ПРЕДОСТАВЛЕННЫЙ ТЕКСТ =
----

Назаренко - художник трагический.

В искусстве распространился тип человека, бьющего себя в грудь, заявляющего, что ему стыдно, что в годы застоя он был нехорош, лгал, угодничал, больше не будет и просит его простить. Конечно, русскому интеллигенту всегда присуще чувство вины за все дурное, что происходило при нем в обществе. Да и вообще за все несовершенство мира. Но я знаю многих людей, которым не должно быть стыдно за то, что они делали (в своем творчестве) в годы неприличий. То есть профессионально они могли сделать все и лучше. Но от таких неудовольствий никогда не уйдешь. Однако были люди в любом роде деятельности, какие не лгали, позволяли себе быть честными, то есть быть самими собой, и им теперь не стыдно.

Полагаю, что не стыдно художнику Татьяне Назаренко.

Она - живописец трагический. И светлый. Банальность, скажете. Посоветуете припомнить еще: "Печаль моя светла..." и т.д. Есть в ее полотнах и светлая печаль. Но есть и свет иной, горячо-обнадеживающий. Или хотя бы просветы...

При попытках холодным исследователем рассудить и назвать свои ощущения ("молнии", "напряжение", гроза, "правда о жизни", "свет") я растерялся. Для моей профессии важнее всего слово и мысль. На ум приходили литературно-смысловые толкования работ Назаренко. "Приятно ли будет, подумал я, - узнать об этом художнику?" Наблюдал, как морщились композиторы, выслушивая словесные переводы их симфонических опусов. Музыка самостоятельна. Архитектура самостоятельна, и никакая она не "застывшая музыка". И живопись - самодержавна. Я не вытерпел, позвонил Татьяне Григорьевне, она нисколько не была обижена, напротив, она и рассчитывала на то, чтобы в ее работах зрители-собеседники (соучастники) разглядели смысл и сюжет, и это для нее очень существенно. А я вспомнил, что и на выставках Малевича, Кандинского, там, где уж "чистое искусство", где, казалось бы, главное - цвет, линия, мелодия, прием, я не раз занимался литературными разъяснениями их опытов. Да что я! И от экскурсоводов я слышал слова: революция, судьба, космос. Любой художник вписан в контекст истории, в восприятии потомков судьбы художников "помещены" в обстоятельства прошлого, взращены ими или погублены и от этого приобретают дополнительную ценность и смысл. И каждая их работа не существует для нас сама по себе, а "наложена" на сюжет драмы истории, борьбы художнических идей, судьбу автора и вызывает в нас не только эстетические, но и социально-нравственные чувства. "Черный квадрат" для нас уже не тот "Черный квадрат", каким он был для зрителей в 1915 году. Другое дело, что, не зная срединной сути своего времени, многих его явлений и тайн, мы часто воспринимаем его неосмысленно, между прочим, лишь как некую среду пребывания, и не "прикладываем" его к творениям сегодняшним, в особенности кажущимся элитарными. Но есть мастера и есть работы, которые сами высвечивают современникам суть их существования. Называют его.

----

КОРОТКОЕ ЗАДАНИЕ A =
Найдите все строки, где встречается слово «hazy», и перепишите их. Регистр букв учитывается.
Текст о Назаренко никак не связан со строками ниже.

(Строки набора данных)

----

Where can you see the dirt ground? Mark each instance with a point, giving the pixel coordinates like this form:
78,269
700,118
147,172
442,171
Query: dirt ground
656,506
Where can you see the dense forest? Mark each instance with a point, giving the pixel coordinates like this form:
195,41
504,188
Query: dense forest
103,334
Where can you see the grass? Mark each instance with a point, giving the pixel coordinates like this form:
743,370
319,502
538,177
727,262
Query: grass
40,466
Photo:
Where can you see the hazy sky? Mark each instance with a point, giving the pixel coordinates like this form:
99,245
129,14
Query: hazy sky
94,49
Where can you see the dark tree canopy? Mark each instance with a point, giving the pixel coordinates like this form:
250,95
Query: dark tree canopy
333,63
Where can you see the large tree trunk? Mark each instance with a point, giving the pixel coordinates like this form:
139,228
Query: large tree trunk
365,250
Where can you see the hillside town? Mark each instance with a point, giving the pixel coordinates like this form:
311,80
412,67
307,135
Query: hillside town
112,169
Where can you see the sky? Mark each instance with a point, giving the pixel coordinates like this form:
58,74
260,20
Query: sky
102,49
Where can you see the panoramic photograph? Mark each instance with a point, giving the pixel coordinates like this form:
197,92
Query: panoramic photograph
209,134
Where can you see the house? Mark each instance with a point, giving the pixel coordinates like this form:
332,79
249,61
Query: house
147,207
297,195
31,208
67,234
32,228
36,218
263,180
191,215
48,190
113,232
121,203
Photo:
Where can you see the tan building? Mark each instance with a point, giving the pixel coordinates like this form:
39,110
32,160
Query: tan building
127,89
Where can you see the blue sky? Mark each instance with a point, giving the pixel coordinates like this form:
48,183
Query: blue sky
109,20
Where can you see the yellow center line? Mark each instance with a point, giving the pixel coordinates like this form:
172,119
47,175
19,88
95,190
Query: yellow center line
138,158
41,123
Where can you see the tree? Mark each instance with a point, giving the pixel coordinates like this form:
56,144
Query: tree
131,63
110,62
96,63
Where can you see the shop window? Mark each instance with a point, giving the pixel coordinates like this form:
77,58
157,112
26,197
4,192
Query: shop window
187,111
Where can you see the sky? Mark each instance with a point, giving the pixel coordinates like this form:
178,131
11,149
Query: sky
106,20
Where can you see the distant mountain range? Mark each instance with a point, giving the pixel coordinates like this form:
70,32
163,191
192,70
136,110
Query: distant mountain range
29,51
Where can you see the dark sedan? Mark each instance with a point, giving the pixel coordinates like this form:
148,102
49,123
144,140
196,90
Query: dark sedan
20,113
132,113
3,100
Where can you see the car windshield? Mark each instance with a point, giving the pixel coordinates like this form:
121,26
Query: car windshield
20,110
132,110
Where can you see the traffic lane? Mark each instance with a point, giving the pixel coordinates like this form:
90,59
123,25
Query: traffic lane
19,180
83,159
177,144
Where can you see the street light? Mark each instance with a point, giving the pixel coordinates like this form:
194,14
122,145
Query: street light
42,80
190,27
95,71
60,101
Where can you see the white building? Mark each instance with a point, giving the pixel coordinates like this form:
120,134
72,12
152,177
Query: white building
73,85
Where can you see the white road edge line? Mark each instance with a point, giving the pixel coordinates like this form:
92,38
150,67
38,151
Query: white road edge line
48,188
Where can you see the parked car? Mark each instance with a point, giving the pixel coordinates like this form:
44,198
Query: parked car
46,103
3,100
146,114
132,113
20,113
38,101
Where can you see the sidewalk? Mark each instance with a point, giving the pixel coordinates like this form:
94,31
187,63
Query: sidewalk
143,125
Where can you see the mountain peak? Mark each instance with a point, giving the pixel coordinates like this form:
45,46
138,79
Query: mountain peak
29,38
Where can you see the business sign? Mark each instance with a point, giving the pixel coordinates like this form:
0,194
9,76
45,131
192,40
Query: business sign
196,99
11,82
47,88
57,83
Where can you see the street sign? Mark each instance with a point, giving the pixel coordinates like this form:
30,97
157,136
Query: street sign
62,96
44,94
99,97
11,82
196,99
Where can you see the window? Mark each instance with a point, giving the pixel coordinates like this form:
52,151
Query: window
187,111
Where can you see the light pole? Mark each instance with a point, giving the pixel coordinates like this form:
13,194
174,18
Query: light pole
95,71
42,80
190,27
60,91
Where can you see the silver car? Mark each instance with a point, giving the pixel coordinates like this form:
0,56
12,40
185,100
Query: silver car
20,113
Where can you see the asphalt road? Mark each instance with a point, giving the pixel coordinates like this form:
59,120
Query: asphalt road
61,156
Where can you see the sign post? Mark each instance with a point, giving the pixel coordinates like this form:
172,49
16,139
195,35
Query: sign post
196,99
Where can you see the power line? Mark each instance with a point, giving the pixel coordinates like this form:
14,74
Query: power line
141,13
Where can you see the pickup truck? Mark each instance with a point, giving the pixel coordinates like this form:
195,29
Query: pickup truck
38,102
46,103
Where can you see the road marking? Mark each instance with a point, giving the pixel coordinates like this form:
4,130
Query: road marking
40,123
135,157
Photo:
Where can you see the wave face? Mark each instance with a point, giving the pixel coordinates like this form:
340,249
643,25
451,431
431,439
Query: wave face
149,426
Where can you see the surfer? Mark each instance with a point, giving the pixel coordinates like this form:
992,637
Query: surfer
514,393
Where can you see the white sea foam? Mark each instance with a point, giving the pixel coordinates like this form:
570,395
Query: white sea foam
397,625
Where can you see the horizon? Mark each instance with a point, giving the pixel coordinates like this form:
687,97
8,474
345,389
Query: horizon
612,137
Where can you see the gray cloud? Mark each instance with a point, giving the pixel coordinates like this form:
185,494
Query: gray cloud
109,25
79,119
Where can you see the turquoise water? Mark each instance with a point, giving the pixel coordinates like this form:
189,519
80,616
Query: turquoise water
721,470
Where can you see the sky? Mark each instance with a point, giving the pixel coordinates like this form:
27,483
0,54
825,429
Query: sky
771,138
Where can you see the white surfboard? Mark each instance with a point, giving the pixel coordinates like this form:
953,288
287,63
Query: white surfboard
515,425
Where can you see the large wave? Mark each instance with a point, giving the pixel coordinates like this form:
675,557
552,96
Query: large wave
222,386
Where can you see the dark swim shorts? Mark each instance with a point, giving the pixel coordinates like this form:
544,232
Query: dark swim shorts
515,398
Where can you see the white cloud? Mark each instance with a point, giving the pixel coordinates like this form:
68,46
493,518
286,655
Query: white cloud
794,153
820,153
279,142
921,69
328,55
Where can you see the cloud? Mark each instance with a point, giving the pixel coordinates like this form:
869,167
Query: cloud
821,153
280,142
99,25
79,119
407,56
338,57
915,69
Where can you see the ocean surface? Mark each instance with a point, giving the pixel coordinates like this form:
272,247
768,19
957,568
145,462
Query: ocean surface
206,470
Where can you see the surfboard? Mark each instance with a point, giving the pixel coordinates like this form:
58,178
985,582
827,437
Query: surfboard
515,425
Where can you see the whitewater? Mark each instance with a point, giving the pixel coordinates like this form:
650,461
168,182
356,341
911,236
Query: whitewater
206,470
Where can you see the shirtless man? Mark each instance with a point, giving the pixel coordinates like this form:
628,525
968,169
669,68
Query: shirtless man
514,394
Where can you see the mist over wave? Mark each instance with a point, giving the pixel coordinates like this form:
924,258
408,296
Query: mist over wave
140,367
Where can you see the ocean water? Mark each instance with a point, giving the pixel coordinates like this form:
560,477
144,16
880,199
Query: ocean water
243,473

----

КОРОТКОЕ ЗАДАНИЕ B =
Замените, пожалуйста, «русскому интеллигенту» на «русскому художнику» в отрывке текста о Назаренко между «В искусстве распространился» и «художнику Татьяне Назаренко.» включительно. Приведите этот отрывок целиком.

ОЖИДАЕМЫЙ ОТВЕТ A =
Where can you see the hazy sky? Mark each instance with a point, giving the pixel coordinates like this form:
Query: hazy sky

ОЖИДАЕМЫЙ ОТВЕТ B =
В искусстве распространился тип человека, бьющего себя в грудь, заявляющего, что ему стыдно, что в годы застоя он был нехорош, лгал, угодничал, больше не будет и просит его простить. Конечно, русскому художнику всегда присуще чувство вины за все дурное, что происходило при нем в обществе. Да и вообще за все несовершенство мира. Но я знаю многих людей, которым не должно быть стыдно за то, что они делали (в своем творчестве) в годы неприличий. То есть профессионально они могли сделать все и лучше. Но от таких неудовольствий никогда не уйдешь. Однако были люди в любом роде деятельности, какие не лгали, позволяли себе быть честными, то есть быть самими собой, и им теперь не стыдно.

Полагаю, что не стыдно художнику Татьяне Назаренко.